## What to produce
Work through the records below and tally every line containing "output". Reply with the total alone.

## Dataset entries
··········

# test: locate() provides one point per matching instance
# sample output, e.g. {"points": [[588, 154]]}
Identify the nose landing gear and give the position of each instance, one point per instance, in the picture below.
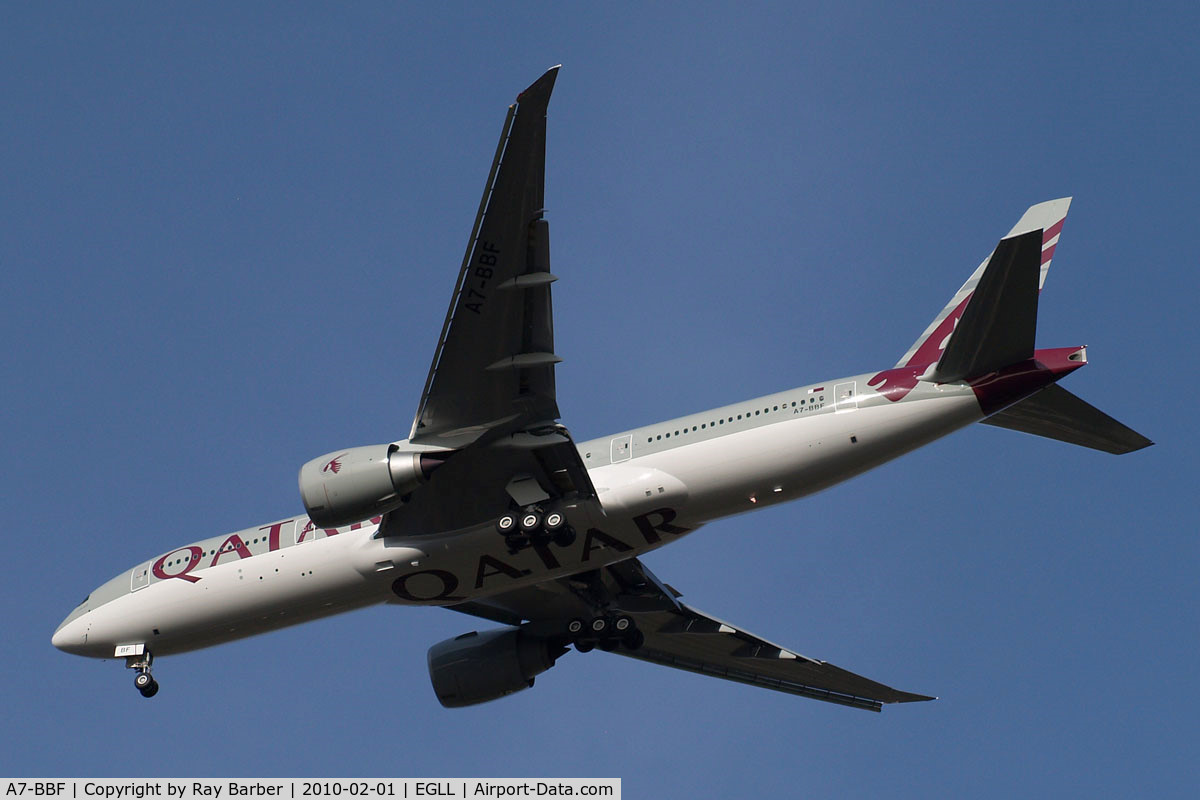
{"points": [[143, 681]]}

··········

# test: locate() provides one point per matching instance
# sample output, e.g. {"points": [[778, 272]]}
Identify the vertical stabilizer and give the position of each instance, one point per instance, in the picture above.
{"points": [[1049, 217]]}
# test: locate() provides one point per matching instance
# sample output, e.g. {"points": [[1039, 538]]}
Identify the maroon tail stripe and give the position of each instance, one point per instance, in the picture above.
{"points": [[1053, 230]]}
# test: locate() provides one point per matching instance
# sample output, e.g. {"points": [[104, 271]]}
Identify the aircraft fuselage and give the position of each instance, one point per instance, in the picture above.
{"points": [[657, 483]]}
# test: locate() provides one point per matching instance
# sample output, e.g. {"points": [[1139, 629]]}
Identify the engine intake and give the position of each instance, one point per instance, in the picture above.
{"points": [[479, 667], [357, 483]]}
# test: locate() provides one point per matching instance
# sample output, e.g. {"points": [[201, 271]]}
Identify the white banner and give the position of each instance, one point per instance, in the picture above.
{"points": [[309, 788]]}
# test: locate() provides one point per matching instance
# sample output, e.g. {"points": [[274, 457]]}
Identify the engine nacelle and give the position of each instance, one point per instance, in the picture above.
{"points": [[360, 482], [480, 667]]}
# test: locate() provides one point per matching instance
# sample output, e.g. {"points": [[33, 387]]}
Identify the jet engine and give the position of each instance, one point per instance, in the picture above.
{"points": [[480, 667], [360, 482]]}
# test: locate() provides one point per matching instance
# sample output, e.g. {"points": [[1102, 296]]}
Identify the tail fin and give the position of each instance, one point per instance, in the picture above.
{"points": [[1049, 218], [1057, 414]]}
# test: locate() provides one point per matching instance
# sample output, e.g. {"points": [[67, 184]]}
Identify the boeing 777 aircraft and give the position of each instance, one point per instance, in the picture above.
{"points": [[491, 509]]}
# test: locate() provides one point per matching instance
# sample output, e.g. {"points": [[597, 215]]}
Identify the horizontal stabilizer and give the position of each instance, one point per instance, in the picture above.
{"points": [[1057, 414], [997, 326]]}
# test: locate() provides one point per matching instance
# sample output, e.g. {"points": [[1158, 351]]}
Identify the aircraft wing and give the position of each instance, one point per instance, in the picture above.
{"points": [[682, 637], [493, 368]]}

··········

## Answer area
12